Material provided –
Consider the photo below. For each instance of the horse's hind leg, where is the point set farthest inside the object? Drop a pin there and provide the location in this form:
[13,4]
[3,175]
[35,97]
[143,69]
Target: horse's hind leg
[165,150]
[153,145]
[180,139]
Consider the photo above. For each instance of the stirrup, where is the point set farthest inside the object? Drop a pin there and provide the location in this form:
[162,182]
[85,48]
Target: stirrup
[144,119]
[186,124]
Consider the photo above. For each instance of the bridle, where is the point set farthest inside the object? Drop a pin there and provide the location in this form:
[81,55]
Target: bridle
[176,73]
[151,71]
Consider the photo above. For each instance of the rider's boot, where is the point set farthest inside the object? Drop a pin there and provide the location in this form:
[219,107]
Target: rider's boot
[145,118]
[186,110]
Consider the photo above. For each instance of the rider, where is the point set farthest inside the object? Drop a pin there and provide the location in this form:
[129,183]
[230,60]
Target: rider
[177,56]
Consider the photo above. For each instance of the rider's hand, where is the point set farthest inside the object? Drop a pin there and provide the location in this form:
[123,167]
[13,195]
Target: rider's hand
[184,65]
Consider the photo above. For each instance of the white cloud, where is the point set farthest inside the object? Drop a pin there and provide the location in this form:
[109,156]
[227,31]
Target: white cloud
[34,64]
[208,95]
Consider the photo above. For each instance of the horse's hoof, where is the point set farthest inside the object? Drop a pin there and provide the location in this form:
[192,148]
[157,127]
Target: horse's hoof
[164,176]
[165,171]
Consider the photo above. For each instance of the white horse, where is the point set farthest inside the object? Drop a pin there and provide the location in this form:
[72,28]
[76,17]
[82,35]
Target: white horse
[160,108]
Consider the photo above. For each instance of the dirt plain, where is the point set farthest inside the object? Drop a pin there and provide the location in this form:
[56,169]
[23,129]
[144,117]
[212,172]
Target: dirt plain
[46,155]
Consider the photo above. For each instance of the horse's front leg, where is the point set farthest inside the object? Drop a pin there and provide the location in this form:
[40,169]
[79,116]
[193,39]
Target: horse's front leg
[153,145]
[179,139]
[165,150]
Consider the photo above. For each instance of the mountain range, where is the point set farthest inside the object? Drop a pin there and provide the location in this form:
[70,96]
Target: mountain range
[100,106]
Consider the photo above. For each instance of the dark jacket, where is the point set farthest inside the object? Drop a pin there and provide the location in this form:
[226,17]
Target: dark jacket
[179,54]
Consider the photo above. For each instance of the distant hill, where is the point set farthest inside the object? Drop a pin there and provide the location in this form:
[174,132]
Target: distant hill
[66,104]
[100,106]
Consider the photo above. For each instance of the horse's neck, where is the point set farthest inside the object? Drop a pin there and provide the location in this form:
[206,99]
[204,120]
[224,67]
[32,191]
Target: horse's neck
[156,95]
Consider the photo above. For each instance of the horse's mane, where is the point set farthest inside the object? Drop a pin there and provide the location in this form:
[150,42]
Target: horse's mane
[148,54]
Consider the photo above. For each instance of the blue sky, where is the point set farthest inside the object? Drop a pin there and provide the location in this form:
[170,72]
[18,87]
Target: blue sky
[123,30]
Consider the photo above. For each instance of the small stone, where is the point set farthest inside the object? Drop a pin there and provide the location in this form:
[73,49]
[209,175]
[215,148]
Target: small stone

Work task – Collect, from the material above, every line containing the word "stone".

Written answer –
Consider the photo above. For each instance of the small stone, where is the point set farthest inside the object? Drop a pin there and provide the location in this form:
Target: small stone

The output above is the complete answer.